(DATA SHOWN begins)

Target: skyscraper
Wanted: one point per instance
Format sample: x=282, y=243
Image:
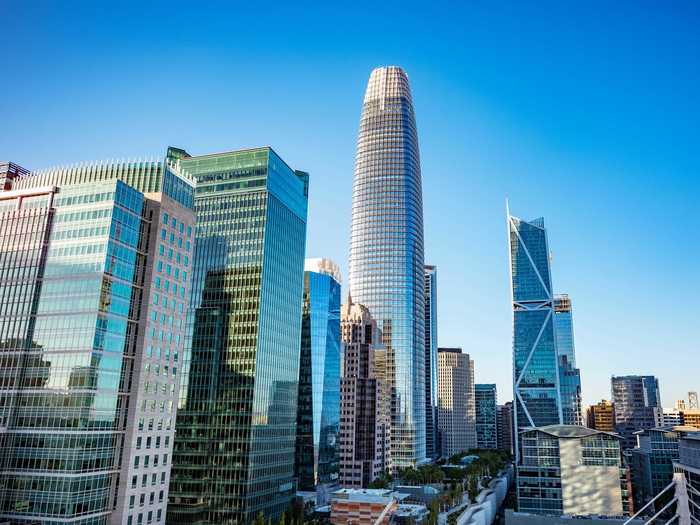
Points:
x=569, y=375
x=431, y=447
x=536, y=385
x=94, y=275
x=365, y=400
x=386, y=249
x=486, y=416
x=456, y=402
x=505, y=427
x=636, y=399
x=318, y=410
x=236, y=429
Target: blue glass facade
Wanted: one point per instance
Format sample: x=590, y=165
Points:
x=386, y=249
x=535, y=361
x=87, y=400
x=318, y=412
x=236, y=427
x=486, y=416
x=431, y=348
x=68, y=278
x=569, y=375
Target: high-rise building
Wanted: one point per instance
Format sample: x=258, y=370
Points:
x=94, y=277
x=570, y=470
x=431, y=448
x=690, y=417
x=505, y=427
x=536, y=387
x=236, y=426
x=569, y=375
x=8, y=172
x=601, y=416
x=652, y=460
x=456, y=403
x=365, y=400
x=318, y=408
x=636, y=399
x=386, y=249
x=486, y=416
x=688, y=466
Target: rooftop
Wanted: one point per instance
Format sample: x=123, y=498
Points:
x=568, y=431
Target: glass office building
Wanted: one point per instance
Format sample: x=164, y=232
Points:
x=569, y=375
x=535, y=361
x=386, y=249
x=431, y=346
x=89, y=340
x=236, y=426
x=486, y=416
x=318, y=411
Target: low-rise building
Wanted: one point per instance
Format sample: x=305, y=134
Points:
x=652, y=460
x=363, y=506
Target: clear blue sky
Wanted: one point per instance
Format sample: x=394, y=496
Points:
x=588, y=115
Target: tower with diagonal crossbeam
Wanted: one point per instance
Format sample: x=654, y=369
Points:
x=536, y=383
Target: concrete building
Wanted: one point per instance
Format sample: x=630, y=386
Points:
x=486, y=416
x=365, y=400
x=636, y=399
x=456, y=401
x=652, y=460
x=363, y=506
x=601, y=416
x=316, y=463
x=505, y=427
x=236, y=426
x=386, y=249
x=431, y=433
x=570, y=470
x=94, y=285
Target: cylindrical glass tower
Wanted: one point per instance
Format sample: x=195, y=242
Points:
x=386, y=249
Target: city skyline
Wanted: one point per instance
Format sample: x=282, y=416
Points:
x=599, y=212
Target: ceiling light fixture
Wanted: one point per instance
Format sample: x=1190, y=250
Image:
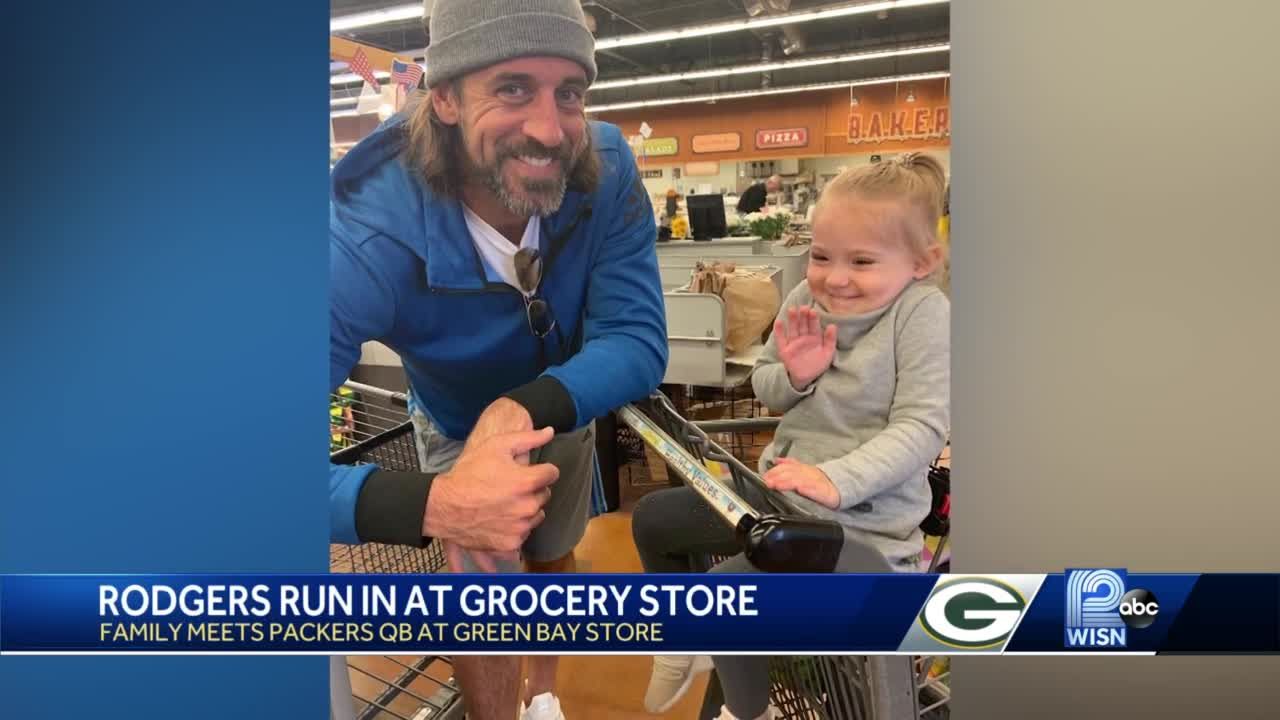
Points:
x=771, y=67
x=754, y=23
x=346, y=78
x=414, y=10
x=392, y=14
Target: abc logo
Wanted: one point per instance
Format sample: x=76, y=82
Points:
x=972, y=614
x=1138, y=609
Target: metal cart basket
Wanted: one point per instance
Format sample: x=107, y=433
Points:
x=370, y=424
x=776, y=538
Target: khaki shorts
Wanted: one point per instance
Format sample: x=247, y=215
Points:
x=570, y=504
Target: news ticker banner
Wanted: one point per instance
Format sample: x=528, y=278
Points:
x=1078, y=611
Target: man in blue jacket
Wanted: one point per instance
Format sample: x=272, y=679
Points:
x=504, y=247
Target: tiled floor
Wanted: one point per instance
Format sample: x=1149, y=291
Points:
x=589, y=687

(DATA SHOWN ends)
(DATA SHOWN begins)

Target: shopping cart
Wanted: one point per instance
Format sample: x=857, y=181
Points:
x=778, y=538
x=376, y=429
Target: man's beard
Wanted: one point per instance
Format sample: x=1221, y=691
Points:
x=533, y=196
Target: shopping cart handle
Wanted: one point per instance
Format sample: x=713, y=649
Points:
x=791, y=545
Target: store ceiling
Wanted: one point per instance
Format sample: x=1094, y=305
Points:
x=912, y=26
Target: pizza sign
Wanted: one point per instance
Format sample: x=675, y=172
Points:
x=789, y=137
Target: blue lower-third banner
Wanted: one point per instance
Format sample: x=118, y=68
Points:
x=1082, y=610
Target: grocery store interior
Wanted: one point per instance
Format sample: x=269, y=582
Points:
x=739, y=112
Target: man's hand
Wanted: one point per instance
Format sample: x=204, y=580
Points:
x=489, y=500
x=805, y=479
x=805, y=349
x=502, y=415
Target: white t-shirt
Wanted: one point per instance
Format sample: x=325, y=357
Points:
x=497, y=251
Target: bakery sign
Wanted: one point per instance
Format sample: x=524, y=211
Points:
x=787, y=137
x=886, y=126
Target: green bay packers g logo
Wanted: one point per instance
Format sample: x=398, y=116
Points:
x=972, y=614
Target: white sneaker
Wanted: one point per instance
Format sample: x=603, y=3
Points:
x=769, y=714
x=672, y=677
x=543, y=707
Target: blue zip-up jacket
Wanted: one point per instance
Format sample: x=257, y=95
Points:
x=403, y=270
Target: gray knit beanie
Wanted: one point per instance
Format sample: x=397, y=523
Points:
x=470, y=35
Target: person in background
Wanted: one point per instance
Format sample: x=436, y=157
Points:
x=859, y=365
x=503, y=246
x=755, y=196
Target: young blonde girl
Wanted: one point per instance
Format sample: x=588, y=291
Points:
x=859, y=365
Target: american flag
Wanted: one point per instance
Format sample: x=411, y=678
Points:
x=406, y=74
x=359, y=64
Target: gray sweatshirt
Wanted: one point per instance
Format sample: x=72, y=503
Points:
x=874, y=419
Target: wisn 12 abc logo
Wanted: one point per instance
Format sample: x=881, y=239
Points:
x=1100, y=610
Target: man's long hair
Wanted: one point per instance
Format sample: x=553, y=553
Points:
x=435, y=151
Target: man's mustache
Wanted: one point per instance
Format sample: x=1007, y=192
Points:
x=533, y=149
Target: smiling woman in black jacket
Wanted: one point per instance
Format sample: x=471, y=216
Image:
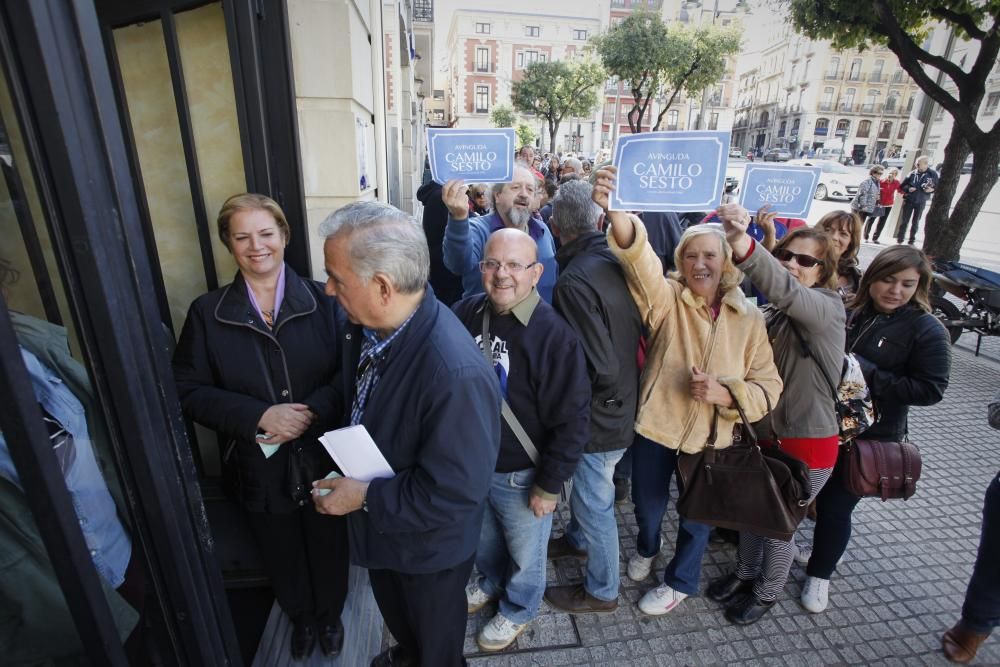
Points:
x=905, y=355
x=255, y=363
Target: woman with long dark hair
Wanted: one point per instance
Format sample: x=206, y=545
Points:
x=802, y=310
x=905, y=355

(DATA SHOWN ends)
(DATA SHOWN begins)

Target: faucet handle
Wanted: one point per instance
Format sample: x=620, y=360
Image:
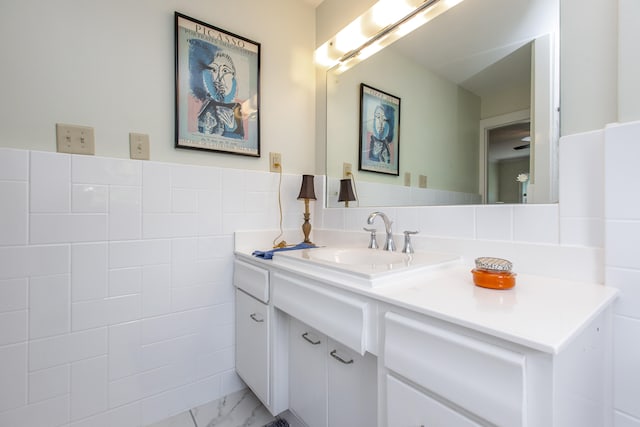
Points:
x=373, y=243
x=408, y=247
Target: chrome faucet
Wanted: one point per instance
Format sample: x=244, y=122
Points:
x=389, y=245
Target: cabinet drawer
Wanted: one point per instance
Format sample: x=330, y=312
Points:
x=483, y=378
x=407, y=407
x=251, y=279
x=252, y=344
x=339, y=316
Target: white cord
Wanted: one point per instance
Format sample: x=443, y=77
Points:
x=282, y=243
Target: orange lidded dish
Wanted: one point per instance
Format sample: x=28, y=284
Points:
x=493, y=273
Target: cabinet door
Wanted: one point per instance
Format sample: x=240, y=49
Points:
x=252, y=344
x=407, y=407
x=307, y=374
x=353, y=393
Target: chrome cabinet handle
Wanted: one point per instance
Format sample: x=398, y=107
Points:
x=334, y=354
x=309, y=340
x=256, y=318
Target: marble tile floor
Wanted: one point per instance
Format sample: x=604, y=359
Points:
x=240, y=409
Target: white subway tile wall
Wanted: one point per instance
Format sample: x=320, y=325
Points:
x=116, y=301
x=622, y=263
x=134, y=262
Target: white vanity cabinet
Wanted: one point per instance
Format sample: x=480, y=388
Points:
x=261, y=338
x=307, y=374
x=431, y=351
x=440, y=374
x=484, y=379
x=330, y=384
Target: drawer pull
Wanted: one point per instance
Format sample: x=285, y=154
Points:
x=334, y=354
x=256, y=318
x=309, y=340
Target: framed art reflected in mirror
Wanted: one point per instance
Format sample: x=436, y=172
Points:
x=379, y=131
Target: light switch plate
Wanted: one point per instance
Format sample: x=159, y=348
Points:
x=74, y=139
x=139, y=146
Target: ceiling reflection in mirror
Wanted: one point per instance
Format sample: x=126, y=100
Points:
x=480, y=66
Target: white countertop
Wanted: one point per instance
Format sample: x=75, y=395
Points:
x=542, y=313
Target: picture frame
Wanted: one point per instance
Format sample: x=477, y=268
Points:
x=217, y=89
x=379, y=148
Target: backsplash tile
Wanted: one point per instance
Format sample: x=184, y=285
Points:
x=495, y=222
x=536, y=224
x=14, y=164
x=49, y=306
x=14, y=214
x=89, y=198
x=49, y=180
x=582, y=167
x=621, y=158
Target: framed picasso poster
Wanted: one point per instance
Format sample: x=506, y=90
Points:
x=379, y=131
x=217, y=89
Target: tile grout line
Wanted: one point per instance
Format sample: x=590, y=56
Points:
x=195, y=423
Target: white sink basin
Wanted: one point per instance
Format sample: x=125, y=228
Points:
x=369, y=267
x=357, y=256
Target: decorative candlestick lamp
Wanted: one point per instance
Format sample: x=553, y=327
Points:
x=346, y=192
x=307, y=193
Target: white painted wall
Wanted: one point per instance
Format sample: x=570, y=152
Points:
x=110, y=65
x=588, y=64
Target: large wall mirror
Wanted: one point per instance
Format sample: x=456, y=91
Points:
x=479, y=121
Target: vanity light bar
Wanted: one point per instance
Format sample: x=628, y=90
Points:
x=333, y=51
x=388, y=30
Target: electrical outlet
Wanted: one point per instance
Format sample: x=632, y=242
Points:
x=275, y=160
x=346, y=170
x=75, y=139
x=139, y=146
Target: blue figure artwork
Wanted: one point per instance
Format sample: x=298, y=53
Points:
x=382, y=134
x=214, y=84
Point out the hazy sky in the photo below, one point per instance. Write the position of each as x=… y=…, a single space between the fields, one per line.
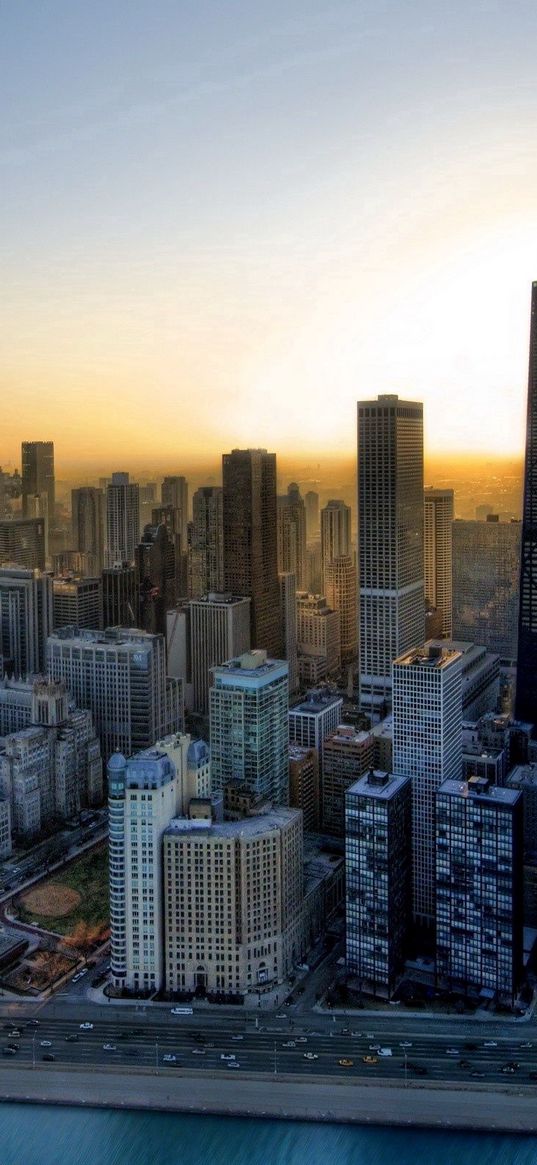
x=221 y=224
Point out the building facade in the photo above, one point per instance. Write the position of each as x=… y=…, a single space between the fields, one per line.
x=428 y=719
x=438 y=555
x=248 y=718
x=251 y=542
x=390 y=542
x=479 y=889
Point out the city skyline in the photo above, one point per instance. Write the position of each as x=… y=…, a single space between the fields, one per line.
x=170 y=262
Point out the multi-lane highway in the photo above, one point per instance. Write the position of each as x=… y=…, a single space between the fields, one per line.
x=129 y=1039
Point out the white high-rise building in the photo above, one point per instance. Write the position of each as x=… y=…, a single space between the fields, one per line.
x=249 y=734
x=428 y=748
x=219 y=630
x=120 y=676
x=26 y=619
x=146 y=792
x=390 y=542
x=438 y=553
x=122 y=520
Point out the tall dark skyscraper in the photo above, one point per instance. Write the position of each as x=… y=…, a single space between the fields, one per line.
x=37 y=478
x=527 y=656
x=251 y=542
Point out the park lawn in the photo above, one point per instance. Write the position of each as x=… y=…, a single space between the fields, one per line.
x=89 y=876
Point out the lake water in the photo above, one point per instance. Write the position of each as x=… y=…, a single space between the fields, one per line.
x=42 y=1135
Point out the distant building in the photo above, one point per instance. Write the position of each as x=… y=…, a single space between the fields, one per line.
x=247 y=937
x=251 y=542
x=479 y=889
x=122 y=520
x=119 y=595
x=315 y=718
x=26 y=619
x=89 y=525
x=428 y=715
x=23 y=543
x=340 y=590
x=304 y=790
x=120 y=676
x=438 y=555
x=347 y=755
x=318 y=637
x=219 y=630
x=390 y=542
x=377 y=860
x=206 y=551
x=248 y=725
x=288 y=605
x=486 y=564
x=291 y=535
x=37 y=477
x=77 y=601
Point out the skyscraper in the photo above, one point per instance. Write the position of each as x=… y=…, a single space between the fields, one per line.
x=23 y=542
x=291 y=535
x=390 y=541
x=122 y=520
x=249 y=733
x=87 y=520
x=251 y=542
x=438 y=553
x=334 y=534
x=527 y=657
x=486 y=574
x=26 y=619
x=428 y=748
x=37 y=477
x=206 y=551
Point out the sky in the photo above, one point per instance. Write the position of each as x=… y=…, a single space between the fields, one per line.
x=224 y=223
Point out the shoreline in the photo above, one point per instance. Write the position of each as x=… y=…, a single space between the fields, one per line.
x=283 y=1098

(DATA SHOWN ends)

**EXERCISE PROMPT**
Within the entries above, find each line where "cart" appears; copy every one.

**EXPECTED ANSWER**
Target: metal cart basket
Target: shopping cart
Target: shopping cart handle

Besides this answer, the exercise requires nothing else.